## Written exercise
Copy the listing below without any changes, from its first line through the line containing "50 152 L 52", both included.

----- Raw records -----

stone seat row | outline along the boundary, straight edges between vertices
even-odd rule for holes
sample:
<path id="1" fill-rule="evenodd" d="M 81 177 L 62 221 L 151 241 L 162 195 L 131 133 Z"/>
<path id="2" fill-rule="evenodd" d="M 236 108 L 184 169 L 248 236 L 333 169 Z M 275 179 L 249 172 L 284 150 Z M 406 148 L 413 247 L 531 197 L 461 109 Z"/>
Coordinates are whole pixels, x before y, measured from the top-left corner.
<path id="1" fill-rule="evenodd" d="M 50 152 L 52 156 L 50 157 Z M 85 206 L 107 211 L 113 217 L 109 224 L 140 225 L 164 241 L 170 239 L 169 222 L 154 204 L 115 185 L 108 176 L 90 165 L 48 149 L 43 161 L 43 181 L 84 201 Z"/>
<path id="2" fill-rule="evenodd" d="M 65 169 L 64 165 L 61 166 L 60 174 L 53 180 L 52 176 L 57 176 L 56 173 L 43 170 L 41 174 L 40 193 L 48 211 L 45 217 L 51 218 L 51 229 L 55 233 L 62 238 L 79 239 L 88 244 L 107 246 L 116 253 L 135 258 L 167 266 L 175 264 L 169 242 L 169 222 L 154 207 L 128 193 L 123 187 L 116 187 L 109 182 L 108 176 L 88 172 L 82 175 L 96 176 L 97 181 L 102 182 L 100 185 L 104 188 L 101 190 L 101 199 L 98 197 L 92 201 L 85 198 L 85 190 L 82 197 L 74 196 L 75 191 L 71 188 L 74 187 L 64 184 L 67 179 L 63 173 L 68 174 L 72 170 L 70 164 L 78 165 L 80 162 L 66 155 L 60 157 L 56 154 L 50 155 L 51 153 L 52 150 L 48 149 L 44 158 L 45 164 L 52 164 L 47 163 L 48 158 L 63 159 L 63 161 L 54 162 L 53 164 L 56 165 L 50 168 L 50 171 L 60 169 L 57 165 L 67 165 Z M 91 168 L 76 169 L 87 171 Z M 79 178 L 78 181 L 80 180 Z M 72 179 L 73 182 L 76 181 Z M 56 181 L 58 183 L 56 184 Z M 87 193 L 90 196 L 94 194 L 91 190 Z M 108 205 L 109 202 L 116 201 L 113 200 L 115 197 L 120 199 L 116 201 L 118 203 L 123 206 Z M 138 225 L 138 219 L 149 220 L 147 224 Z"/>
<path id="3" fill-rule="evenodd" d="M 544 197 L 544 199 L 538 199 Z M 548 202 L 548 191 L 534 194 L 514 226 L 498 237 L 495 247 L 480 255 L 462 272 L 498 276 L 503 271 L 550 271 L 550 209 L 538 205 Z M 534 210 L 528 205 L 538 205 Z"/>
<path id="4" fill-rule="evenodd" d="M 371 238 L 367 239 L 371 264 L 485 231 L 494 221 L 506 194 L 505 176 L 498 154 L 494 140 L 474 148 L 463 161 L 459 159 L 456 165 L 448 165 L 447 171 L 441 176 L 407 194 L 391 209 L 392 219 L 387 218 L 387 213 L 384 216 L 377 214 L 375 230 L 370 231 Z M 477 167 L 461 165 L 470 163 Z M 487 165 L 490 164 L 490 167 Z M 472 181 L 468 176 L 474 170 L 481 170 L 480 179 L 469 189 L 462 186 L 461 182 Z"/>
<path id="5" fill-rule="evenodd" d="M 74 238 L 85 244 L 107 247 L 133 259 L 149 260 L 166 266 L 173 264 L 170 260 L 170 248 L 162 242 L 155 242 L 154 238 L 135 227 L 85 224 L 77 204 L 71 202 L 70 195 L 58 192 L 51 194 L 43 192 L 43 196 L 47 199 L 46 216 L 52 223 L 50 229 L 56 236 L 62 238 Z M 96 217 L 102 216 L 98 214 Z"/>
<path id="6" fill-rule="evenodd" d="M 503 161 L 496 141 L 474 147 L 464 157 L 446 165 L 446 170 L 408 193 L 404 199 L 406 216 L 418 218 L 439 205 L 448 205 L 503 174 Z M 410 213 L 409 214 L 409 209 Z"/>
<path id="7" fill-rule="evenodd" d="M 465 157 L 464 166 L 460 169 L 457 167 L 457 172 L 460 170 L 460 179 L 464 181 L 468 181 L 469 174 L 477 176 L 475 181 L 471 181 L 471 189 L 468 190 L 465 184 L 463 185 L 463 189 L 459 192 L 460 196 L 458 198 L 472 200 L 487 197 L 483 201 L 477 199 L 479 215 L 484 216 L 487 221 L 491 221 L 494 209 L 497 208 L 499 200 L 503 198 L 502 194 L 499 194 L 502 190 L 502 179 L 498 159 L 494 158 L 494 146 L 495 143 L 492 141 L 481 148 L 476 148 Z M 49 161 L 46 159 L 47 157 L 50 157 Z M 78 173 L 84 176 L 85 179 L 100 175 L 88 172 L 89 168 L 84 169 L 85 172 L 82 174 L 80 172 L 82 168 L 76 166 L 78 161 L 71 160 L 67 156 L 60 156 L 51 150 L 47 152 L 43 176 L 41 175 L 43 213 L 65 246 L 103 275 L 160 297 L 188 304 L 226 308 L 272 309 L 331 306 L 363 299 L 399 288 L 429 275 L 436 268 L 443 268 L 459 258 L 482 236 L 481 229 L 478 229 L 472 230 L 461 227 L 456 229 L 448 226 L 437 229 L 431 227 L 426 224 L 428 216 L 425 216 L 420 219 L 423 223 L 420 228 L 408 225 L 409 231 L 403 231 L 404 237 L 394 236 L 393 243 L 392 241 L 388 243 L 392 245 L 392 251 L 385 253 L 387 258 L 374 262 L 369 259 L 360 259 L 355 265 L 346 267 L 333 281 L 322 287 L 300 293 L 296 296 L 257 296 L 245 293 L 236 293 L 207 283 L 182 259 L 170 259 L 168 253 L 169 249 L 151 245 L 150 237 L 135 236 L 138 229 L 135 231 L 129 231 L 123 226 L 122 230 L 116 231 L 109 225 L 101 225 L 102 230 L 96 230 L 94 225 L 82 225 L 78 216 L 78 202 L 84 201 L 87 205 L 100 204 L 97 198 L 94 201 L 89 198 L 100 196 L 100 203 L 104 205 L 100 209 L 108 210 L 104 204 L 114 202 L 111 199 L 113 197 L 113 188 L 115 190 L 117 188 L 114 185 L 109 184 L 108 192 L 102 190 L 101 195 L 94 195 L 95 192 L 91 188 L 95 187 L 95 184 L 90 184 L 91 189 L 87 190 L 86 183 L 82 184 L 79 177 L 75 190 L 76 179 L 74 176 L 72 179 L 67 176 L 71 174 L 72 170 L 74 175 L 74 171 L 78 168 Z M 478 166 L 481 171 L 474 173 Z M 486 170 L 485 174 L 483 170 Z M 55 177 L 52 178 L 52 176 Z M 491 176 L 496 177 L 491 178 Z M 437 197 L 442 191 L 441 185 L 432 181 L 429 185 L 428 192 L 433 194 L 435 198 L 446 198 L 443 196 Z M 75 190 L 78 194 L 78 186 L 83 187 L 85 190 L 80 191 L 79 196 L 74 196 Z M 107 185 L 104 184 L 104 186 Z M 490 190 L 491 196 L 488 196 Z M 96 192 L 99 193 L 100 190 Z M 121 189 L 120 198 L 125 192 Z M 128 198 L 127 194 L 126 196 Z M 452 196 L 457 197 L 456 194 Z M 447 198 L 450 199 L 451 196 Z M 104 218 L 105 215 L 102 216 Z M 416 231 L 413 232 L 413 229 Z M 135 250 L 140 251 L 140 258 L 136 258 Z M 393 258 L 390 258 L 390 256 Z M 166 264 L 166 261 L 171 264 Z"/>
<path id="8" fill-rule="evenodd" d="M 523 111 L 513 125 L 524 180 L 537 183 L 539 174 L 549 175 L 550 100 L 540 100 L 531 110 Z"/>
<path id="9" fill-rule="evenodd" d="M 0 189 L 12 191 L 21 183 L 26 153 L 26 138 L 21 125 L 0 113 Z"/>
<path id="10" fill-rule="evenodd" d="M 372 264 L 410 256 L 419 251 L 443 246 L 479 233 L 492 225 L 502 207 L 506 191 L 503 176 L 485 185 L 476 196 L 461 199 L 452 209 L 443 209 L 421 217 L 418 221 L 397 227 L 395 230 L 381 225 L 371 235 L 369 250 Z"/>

-----

## Result of this task
stone seat row | outline along the boundary, straight edges between vertices
even-odd rule for holes
sample:
<path id="1" fill-rule="evenodd" d="M 81 177 L 62 221 L 151 241 L 162 195 L 131 133 Z"/>
<path id="2" fill-rule="evenodd" d="M 236 108 L 184 169 L 248 236 L 333 169 Z M 275 179 L 249 172 L 284 150 Z M 406 148 L 413 247 L 531 197 L 461 109 Z"/>
Coordinates are whole pixels, x before y, measured from the top-left corner.
<path id="1" fill-rule="evenodd" d="M 50 152 L 52 156 L 50 157 Z M 85 206 L 107 211 L 113 217 L 109 224 L 140 225 L 164 241 L 170 239 L 169 222 L 154 204 L 115 185 L 108 176 L 90 165 L 48 149 L 43 161 L 43 181 L 84 201 Z"/>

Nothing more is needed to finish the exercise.